[Data under study — start]

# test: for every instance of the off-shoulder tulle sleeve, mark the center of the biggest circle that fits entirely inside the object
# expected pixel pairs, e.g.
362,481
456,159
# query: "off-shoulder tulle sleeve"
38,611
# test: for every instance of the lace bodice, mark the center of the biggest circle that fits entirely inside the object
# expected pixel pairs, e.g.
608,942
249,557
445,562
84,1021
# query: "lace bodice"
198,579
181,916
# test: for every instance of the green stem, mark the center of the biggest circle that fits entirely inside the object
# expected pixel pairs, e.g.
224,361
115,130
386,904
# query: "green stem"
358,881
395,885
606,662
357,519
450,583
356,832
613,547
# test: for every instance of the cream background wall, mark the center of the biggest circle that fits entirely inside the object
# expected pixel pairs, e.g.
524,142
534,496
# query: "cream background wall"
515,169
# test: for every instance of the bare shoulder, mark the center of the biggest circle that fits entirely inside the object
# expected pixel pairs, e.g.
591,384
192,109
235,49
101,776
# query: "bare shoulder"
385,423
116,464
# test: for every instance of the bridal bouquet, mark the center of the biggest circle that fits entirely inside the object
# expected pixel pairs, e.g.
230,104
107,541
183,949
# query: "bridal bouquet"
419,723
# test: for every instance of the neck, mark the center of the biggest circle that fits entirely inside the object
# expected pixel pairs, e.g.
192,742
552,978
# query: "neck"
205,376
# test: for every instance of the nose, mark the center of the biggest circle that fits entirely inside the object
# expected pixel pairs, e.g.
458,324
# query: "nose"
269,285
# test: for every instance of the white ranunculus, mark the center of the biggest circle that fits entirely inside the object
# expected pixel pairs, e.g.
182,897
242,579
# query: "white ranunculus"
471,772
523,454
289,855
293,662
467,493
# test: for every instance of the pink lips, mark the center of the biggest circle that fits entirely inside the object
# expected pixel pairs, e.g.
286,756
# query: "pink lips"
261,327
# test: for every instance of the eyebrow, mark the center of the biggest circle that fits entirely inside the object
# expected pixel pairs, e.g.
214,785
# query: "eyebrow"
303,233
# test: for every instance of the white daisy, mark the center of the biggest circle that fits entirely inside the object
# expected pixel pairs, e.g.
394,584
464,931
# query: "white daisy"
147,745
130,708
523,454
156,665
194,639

[Data under study — finish]

§ Task
Word for word, retype each record.

§ Written answer
# test: for every instance of the off-shoulder tulle sleeve, mark the center of the biggest circle that fits entirely inside the object
# expected pixel pairs, e.g.
362,481
456,159
# query: "off-shoulder tulle sleeve"
38,611
# test: for every instance of the lace bodice, mark the center of the biggest circle that fits entirely inside the object
# expected pixel pairs, e.g.
608,942
249,557
445,562
84,1021
# query: "lace bodice"
198,579
181,916
# test: for every instance of the green stem, mark the center of the biggest circle that fits entirely inside the object
# expected pixel pairs, e.g.
224,361
115,130
386,904
# query: "green stem"
358,881
395,885
606,662
357,519
450,583
356,832
613,547
# test: for every instance of the cream background wall, mark the center of the biggest circle that fits entirely inside the object
# expected pixel pairs, e.g.
524,142
534,496
# query: "cream background wall"
515,169
# test: for every instance of the bare shoulder, mark the center of the biggest circle that fits entirely inside the object
# expected pixel pairs, e.g.
591,384
192,109
235,49
101,776
# query: "bare shoulder"
385,423
116,464
# test: for every instance of the bridal bouquet, mark the center of the biggest circle that fits entirely inside the object
# expected pixel pairs, e.g.
230,104
107,541
183,949
# query: "bridal bouquet"
419,723
# test: for every instance of the neck, mark the center of the biggest circle that fits entirely inside the object
# expected pixel pairs, e.g.
192,742
552,978
# query: "neck"
205,376
# test: for every instance of the nose, mark the center of the biggest circle that fits entirely inside the object
# expected pixel pairs, e.g.
458,324
# query: "nose"
269,285
# test: for every instance of the white ranunculus, mark the center of the biggest circle that fits entirely inside the object
# expected pixel pairs, e.g.
182,897
242,579
# query: "white ranunculus"
471,772
523,454
289,855
293,662
467,493
# test: for every instance of the pink lips, mark the center of the biggest circle that fits entirely inside the object
# expected pixel pairs, e.g.
286,756
# query: "pink lips"
261,327
# test: for every instance of the eyebrow, mark the center of the biggest circle that fits entirely inside the object
# expected pixel pairs, e.g.
214,785
# query: "eyebrow"
303,233
# test: for every instance of the white daisy, mark the center of the biggest circle that fits entirely inside the object
# expected pixel pairs, e.g.
394,584
464,931
# query: "white daisy"
147,745
130,708
523,454
156,665
194,639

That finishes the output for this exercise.